* DIRECTIVE:
Pull out every line of the material below that contains the word "curtain", matching case exactly.

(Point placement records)
>>>

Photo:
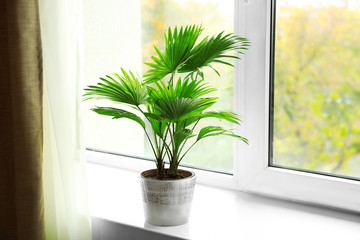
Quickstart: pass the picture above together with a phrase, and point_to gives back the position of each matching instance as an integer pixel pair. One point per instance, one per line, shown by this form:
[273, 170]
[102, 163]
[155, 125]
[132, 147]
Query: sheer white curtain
[65, 188]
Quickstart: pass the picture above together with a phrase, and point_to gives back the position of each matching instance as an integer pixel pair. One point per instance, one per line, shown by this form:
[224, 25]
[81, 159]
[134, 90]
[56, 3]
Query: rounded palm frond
[182, 55]
[125, 88]
[178, 45]
[182, 89]
[211, 131]
[119, 113]
[176, 109]
[213, 50]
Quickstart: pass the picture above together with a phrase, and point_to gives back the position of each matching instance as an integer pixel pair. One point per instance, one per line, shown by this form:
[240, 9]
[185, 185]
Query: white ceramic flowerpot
[167, 202]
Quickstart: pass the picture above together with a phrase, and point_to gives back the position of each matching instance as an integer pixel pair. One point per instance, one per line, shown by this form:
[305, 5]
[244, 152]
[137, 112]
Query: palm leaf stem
[147, 135]
[183, 145]
[187, 151]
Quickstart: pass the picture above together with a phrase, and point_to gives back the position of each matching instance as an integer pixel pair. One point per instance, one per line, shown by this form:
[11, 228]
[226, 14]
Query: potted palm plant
[169, 101]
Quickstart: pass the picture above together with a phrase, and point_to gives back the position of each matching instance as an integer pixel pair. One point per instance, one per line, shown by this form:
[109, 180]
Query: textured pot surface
[167, 202]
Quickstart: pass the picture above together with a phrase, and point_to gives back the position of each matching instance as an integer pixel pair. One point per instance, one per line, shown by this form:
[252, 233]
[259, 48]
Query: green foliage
[173, 108]
[183, 55]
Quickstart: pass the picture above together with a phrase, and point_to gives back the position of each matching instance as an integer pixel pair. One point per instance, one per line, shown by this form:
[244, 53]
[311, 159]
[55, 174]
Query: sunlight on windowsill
[115, 195]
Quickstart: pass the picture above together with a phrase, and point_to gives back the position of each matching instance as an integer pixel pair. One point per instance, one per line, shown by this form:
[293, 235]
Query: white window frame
[252, 172]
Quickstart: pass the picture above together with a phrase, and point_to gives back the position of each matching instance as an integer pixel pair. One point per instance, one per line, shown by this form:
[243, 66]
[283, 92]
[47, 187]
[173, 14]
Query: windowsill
[115, 195]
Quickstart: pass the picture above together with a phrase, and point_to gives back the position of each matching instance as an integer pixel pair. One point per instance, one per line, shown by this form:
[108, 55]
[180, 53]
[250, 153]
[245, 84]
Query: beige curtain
[21, 195]
[42, 169]
[65, 188]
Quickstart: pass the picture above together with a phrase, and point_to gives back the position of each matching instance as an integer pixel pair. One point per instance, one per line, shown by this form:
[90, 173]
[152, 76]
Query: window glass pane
[122, 34]
[316, 114]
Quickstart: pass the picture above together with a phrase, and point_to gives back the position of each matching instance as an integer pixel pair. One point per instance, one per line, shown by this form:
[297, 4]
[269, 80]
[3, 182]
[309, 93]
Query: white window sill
[115, 195]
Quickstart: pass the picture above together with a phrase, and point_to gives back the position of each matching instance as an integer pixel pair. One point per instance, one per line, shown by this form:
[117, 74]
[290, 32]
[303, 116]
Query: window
[252, 169]
[316, 115]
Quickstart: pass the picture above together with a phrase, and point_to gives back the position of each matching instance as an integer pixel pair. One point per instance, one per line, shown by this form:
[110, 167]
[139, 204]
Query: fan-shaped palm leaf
[182, 89]
[214, 49]
[181, 135]
[125, 88]
[176, 109]
[178, 45]
[119, 113]
[220, 115]
[211, 131]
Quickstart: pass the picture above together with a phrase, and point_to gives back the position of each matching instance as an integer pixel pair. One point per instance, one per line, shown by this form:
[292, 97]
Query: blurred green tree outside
[317, 88]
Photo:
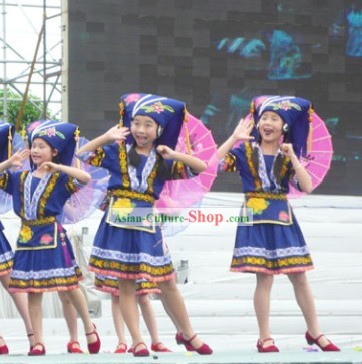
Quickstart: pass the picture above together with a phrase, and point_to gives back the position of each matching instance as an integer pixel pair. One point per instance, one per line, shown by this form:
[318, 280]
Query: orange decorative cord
[310, 134]
[76, 137]
[252, 107]
[10, 139]
[187, 136]
[121, 113]
[252, 111]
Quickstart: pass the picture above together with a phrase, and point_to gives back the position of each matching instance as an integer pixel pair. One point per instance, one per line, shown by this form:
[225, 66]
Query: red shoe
[328, 347]
[159, 348]
[204, 349]
[121, 348]
[3, 349]
[141, 352]
[94, 347]
[35, 351]
[181, 341]
[31, 346]
[267, 349]
[74, 347]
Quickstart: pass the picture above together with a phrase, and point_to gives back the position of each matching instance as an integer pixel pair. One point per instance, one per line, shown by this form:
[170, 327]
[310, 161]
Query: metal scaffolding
[31, 56]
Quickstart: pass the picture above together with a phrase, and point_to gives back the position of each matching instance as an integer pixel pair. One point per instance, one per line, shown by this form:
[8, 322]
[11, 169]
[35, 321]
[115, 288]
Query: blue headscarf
[294, 111]
[59, 135]
[167, 113]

<<<

* OUTPUT:
Query: sheer white curtain
Query: beige curtain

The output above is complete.